PROBLEM REQUIREMENTS:
Below are several records. Retype exactly those lines running from the one with "A rule for this batch: each instance of the elephant head" through the one with "Target: wrinkled skin", end lines included, and no others.

Records from a data source:
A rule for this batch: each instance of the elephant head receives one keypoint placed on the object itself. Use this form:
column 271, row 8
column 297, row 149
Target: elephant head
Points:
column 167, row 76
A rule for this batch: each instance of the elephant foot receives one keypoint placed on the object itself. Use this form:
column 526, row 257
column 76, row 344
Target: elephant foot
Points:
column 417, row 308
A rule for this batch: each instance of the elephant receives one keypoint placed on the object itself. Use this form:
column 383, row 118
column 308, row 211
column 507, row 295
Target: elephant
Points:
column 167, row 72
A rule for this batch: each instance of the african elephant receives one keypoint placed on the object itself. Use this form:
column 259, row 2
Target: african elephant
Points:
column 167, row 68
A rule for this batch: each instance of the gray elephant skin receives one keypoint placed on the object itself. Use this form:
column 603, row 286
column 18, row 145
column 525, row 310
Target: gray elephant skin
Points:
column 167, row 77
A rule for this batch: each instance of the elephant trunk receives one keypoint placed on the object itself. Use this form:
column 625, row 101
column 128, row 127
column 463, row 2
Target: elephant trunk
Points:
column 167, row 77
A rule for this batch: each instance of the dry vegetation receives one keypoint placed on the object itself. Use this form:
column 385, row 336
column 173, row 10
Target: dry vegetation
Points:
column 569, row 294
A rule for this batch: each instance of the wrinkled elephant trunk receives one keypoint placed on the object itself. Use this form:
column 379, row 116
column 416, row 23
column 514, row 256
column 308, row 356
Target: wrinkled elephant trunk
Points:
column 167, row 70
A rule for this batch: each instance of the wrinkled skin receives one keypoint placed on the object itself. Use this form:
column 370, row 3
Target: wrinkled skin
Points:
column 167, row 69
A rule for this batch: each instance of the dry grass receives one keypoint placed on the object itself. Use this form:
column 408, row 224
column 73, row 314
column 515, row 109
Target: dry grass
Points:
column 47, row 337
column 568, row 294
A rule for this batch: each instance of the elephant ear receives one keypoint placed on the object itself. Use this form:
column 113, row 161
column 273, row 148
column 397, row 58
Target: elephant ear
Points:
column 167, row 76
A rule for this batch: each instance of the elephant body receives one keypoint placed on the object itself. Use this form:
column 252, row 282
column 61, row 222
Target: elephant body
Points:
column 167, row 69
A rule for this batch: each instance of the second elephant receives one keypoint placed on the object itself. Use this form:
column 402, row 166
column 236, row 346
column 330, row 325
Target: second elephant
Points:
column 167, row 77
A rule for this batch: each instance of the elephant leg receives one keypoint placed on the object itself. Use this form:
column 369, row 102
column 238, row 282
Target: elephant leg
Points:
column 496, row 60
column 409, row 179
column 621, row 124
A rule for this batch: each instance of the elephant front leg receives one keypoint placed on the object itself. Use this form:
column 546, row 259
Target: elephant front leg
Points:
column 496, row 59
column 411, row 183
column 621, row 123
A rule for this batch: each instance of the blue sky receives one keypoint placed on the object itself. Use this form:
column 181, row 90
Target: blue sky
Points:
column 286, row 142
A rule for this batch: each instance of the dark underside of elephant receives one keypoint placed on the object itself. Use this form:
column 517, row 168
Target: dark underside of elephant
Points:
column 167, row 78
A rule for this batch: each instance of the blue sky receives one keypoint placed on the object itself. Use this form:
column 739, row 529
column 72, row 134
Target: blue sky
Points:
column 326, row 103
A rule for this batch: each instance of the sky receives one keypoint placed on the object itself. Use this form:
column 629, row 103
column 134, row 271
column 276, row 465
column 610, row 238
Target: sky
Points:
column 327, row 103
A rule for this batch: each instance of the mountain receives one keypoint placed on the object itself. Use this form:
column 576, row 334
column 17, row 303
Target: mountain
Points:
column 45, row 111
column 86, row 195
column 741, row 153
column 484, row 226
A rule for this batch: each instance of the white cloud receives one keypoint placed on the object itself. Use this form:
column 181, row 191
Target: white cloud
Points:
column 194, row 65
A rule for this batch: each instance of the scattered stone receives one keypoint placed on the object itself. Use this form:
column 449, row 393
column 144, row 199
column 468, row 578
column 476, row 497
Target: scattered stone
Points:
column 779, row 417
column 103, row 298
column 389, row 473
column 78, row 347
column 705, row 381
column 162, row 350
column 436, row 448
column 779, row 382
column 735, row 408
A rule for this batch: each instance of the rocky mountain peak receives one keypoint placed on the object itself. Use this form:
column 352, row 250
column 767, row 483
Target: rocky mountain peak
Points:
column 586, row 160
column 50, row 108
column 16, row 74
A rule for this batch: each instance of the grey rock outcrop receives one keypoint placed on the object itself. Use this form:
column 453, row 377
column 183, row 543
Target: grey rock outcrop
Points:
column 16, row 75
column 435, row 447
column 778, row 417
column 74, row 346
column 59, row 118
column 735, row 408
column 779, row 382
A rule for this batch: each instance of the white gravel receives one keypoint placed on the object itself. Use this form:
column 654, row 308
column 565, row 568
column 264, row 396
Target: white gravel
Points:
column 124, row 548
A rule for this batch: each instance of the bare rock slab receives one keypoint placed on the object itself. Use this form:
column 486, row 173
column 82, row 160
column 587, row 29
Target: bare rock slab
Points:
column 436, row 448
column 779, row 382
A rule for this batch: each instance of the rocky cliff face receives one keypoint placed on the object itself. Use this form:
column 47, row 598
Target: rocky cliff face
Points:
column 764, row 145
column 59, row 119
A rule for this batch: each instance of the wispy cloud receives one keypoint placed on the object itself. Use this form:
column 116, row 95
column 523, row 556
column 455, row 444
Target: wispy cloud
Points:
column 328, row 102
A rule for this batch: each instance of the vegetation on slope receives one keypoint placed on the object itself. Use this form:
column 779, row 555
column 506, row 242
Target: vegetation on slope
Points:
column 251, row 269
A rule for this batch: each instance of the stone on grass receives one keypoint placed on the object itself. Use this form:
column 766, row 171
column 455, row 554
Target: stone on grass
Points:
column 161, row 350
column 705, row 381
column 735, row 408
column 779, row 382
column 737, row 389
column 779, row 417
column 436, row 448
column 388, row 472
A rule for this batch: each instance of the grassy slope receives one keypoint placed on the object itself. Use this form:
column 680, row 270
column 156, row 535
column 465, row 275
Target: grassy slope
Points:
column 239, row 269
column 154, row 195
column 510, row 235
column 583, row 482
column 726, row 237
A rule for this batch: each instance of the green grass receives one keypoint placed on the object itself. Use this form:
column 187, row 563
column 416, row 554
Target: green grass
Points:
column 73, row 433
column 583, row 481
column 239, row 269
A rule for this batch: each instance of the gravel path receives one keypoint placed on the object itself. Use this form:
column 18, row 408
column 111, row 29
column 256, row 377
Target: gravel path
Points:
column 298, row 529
---
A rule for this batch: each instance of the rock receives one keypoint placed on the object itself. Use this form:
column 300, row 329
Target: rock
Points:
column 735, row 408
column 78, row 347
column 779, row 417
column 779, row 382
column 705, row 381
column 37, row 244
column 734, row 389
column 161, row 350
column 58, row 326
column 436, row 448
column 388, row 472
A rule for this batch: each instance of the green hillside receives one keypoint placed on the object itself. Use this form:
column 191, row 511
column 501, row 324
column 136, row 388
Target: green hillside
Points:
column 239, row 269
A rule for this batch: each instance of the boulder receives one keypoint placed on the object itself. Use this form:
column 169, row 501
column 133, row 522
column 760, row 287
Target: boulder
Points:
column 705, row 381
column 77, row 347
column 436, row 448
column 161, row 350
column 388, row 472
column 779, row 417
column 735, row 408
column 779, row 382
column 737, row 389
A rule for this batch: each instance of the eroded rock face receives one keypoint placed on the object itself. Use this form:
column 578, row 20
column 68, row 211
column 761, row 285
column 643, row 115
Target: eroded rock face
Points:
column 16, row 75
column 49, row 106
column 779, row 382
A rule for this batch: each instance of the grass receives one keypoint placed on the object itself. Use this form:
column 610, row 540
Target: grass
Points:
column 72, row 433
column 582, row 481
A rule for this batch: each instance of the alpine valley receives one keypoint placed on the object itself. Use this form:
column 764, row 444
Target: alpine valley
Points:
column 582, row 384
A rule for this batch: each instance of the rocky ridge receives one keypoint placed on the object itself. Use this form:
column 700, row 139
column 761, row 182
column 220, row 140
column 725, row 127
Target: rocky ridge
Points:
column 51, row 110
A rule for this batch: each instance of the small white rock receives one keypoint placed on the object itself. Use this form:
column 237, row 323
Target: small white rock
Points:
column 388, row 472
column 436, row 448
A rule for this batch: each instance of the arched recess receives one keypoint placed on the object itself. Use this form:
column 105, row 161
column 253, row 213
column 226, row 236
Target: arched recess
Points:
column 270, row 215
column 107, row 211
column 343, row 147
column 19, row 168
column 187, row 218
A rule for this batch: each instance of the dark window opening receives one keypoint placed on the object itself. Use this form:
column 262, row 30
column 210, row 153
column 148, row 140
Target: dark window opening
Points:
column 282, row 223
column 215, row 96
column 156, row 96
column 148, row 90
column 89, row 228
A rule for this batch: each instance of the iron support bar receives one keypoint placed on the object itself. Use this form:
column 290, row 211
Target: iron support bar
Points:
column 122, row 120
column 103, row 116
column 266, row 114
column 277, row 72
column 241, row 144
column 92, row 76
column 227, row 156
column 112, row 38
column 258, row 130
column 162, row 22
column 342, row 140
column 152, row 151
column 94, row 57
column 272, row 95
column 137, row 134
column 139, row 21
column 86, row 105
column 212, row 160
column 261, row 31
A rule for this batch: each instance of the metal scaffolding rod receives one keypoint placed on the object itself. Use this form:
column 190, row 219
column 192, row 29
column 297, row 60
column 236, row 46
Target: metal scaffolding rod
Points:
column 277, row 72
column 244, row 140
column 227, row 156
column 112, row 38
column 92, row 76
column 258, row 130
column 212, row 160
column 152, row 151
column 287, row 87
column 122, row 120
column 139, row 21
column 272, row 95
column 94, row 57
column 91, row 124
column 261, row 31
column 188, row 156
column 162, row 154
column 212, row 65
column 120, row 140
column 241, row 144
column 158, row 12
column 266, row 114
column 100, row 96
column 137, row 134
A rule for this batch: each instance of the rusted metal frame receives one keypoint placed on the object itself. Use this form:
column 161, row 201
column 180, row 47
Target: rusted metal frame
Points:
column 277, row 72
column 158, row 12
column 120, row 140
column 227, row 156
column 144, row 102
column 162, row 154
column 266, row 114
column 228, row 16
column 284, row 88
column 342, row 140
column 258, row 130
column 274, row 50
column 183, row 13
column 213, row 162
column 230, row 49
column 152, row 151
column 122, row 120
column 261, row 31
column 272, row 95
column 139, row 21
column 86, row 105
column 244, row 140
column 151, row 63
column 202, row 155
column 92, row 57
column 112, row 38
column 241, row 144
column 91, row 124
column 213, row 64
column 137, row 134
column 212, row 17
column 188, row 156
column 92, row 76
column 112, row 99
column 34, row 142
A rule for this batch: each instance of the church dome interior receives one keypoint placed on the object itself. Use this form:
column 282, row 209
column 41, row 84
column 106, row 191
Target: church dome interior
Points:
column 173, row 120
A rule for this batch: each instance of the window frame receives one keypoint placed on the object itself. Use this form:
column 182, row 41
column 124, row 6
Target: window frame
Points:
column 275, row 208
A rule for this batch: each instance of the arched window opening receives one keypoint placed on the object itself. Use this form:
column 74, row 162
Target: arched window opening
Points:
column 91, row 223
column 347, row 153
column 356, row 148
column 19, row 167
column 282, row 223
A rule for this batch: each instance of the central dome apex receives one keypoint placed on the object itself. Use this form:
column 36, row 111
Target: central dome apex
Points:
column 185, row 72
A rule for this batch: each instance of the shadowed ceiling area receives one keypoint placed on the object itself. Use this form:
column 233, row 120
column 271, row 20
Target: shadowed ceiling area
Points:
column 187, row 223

WRITTEN SOLUTION:
A rule for this batch: each instance of the elephant head receives one keypoint placed on the object itself. Use this form:
column 271, row 8
column 297, row 149
Target: elephant head
Points:
column 167, row 76
A rule for this batch: each instance of the elephant foot receives one keypoint placed on the object itself. Use this form:
column 526, row 257
column 76, row 344
Target: elephant foot
Points:
column 417, row 308
A rule for this batch: each instance of the elephant receives one keypoint placed on the object itself. Use this form:
column 383, row 118
column 308, row 211
column 507, row 295
Target: elephant
Points:
column 167, row 72
A rule for this batch: each instance of the african elephant receives one keypoint placed on the object itself. Use this form:
column 259, row 2
Target: african elephant
Points:
column 167, row 68
A rule for this batch: each instance of the gray elephant skin receives one keypoint placed on the object itself. Use this form:
column 603, row 286
column 18, row 145
column 525, row 310
Target: gray elephant skin
Points:
column 167, row 77
A rule for this batch: each instance of the elephant trunk receives one keypoint placed on the object itself. Use this form:
column 625, row 101
column 128, row 127
column 463, row 2
Target: elephant trunk
Points:
column 167, row 77
A rule for this batch: each instance of the dry vegetation receives one keypoint placed on the object itself. Use this form:
column 385, row 336
column 173, row 10
Target: dry vegetation
Points:
column 569, row 294
A rule for this batch: each instance of the wrinkled elephant trunk receives one keypoint placed on the object itself. Use this form:
column 379, row 116
column 416, row 23
column 514, row 256
column 308, row 356
Target: wrinkled elephant trunk
Points:
column 167, row 70
A rule for this batch: each instance of the wrinkled skin receives one keypoint placed on the object itself. Use this form:
column 370, row 3
Target: wrinkled skin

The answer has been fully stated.